## Passage to read
BEGIN

Beer Stein cake with pouring can

Beer Stein cake with pouring can

I made this cake to celebrate our January birthdays of my husband and our youngest son who turned 32 this year. He really likes beer and even brews his own. I used 4 – 8 inch round cakes. I also used a foam cake board to sit the cake on. I felt that it would help the stability if I could press the dowel into the board. When I cut the cake, however, I found the dowel did not penetrate the foam board. So I guess the dense cake and the Canache I use was enough to keep it all together. The cake recipe I used was Chocolate Stout cake. It is intensely chocolate. I baked them the night before then put them in the refrigerator so they would be cool when I was working with them. Then instead of frosting in between the layers I used a layer of Chocolate Ganache. I used a bar of Ghirardelli 86% Cacao, (broken into pieces), (heavy cream to cover the pieces. Nuked it for 1 min on high, stir, add about 3 heaping tablespoons of sugar, stir, 30 seconds on high in microwave, stir, another 30 seconds. The cake recipe made a brownie like cake that made a firm cake and the Ganache glued it together making it like one solid piece. I had no slippage even with a cake that was over 8 inches tall. I got the idea for this cake from the post by Michael Almeida. Thanks Michael. I was unable to do it like he did and had to figure out what to do to get the effect on my own. First, I don’t like fondant. The frosting recipe I used was Swiss Butter-cream. I used three colors, white, gray, and yellow. For the handle I just used some white chocolate. I put some Wilton white chocolate pieces in a freezer bag and nuked it twice for 30 seconds. Then I cut the tip off and squeezed it out on a piece of waxed paper into a handle shape. Than I refrigerated it. I made it the night before so I had to guess the size and it was a little big, but I covered that up with the beer head so it didn’t look to big. I trimmed excess chocolate off with a paring knife after it was firm to make it smoother and rounder. I made two batches of Swiss Butter Cream. The first batch was all yellow and I used it to cover the cake tower. After is set in the refrigerator for a couple hours it was easier to smooth the surface.

END

## Stored records
BEGIN

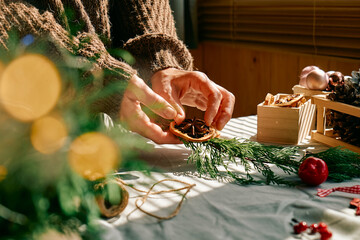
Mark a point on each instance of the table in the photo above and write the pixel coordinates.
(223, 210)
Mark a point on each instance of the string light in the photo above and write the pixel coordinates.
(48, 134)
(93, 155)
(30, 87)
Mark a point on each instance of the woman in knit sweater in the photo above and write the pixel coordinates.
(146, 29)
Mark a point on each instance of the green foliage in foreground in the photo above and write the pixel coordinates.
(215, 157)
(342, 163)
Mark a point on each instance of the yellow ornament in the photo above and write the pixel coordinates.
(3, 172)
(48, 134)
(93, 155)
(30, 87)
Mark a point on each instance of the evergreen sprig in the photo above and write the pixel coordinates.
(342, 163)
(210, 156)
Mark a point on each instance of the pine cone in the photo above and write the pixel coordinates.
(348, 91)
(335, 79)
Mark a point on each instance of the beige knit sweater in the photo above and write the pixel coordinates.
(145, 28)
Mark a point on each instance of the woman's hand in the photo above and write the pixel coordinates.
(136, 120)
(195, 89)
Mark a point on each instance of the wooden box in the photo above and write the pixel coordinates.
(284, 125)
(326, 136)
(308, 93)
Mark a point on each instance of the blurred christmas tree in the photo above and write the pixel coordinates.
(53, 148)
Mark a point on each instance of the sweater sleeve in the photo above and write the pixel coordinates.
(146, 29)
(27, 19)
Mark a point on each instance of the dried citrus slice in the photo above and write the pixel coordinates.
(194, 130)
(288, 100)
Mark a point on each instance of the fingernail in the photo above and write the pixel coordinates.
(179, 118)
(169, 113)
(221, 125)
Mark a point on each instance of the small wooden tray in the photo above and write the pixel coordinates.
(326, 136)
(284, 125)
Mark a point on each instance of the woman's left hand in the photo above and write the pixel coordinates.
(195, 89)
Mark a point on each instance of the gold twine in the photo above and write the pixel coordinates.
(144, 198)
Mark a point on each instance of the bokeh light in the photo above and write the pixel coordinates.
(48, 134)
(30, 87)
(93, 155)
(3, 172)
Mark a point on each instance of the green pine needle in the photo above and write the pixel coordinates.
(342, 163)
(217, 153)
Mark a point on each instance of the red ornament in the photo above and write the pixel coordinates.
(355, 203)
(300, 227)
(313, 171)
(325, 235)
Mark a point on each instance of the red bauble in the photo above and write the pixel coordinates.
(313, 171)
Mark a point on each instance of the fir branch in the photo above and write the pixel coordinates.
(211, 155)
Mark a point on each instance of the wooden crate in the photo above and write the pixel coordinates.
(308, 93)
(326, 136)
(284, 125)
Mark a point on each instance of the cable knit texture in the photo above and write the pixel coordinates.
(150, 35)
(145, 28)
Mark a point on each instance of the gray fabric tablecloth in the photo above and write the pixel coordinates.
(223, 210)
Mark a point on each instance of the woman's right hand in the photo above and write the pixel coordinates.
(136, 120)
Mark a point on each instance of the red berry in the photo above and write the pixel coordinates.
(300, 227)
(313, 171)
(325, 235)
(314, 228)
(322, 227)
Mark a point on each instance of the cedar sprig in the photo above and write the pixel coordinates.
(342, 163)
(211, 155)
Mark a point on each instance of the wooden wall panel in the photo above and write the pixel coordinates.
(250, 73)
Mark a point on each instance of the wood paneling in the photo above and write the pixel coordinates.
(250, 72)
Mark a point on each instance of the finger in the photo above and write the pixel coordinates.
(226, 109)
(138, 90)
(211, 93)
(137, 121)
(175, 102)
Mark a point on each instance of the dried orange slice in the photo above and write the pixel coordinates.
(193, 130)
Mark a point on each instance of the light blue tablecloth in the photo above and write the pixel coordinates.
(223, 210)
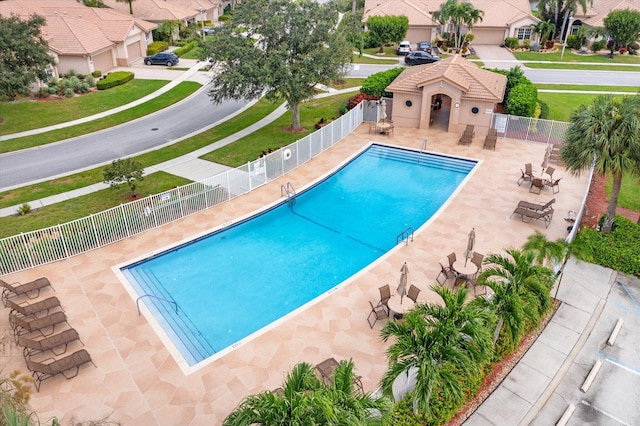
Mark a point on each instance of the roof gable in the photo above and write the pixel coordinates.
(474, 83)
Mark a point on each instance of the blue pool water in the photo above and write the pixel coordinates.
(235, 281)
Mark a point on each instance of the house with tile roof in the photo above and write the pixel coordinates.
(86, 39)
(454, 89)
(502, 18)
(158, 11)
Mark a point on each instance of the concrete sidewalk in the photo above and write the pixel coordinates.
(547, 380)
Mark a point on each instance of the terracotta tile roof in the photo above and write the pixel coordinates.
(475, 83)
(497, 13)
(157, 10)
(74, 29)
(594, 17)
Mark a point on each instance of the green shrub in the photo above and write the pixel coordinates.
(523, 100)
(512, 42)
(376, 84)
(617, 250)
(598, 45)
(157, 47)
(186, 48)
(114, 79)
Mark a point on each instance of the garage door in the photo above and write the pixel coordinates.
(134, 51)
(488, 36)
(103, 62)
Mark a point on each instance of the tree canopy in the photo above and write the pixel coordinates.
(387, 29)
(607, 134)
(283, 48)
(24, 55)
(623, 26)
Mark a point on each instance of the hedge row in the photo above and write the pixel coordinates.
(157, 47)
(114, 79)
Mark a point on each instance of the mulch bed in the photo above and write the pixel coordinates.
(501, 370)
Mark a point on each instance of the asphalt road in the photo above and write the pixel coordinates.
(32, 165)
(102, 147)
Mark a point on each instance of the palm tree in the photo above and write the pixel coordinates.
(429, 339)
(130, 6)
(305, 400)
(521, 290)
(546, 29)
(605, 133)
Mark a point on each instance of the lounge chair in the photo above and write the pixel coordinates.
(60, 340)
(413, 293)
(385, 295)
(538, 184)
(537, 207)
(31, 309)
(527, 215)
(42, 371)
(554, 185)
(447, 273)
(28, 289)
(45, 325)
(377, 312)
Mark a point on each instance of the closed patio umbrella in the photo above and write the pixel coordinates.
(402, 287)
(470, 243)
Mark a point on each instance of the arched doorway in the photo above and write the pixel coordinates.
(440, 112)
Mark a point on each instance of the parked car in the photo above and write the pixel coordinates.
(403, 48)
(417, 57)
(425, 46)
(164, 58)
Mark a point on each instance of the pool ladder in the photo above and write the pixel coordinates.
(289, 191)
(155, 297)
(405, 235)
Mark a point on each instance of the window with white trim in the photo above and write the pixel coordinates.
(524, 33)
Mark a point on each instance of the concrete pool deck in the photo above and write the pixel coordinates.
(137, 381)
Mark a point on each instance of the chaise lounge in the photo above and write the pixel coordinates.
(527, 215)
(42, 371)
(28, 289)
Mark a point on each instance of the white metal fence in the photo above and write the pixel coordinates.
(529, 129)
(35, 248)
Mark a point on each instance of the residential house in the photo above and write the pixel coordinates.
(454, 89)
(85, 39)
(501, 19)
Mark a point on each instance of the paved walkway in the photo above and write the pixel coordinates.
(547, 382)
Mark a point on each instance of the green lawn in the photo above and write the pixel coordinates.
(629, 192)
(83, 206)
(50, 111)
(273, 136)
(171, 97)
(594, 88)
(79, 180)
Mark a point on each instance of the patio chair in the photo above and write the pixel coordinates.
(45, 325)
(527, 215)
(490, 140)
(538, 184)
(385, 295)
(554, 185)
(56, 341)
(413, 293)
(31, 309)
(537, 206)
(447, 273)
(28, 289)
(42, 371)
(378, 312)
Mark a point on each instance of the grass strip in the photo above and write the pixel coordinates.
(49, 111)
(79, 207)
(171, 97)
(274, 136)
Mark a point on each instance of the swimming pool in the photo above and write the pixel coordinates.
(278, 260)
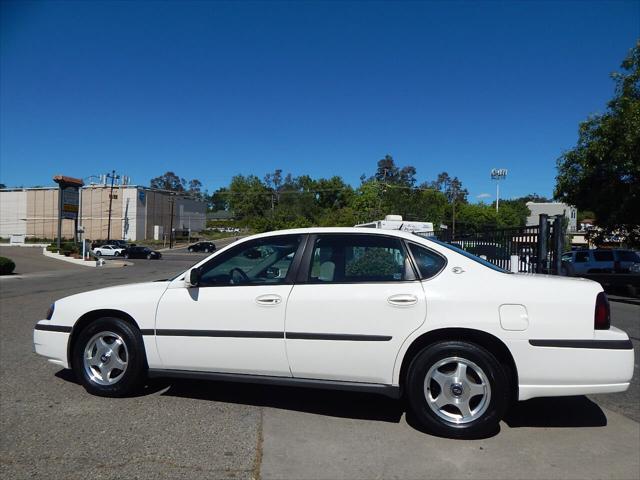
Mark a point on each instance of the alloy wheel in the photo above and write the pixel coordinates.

END

## Given request 1
Summarize the post about the beer stein cake in two sentences.
## Given request 2
Which colors of Swiss butter cream does the post about the beer stein cake say were used? List every one.
## Given request 3
Pick up the post about the beer stein cake after its last sentence and write what comes next.

## Task response 1
The writer made a beer stein cake for the January birthdays of the writer's husband and youngest son, who likes beer and brews his own. It used four 8-inch Chocolate Stout cakes joined with chocolate ganache instead of frosting, a handle piped from white chocolate, and Swiss butter cream in white, gray, and yellow.

## Task response 2
- White
- Gray
- Yellow

## Task response 3
The second batch I took a little, about one to one and a half cups and colored it gray and about 1/2 cup yellow and the rest white. I used the smooth side of the basket weave tip and circled the top and bottom of the cake. Then I made a vertical line from top to bottom six times dividing it into six sections. Then I stuck the handle in the side. I used a 1/4 inch dowel for the pouring can. The problematic part is how to get the angle so the can is at angle from the part used to form the pouring beer. Michael used screws. This just seemed to much trouble. I wondered if I could cut the dowel half way though and leave the back attached and bent. This didn’t work because the dowel was too dry as most lumber is. If however you have some green wood it might work for you. When I bent it, it broke so I decided to just use packing tape to hold it together. That was stiff enough to hold the angle up a little and pliable enough to bend. Make the cut by putting the end of the dowel into your empty can and mark it at the point where it comes out of the can. Then hold the dowel up to your cake and judge the length you need to go to the bottom of the cake and still leave enough sticking out so that you can make the stream of beer. Stick the dowel into the cake but don’t put the can on yet. Using a small to medium pastry bag and a large round tip (nine or bigger but not bigger then 12), pipe the yellow icing along the straight dowel to make it look like a stream of beer go along the dowel from the surface of the cake to the bend in the dowel where you’ll put the can. Put the can on the dowel. Now it’s time to make the froth or beer head. Using a large pastry bag and a number 1A tip fill it with white frosting. Pipe the foam on the top of the cake in large dots with a swirling motion to keep from forming to many points. Cover the top, around the dowel and running over the sides. That’s it. Your done. Unless you want to add some script for saying Happy Birthday or what ever, lol. I hope this was helpful to you. It went over very well.

MomCakes

2 Comments

Great to know how you did it. Bet they loved it!

Mel, Yorkshire, http://www.facebook.com/doncastercustomcakery

Very nice….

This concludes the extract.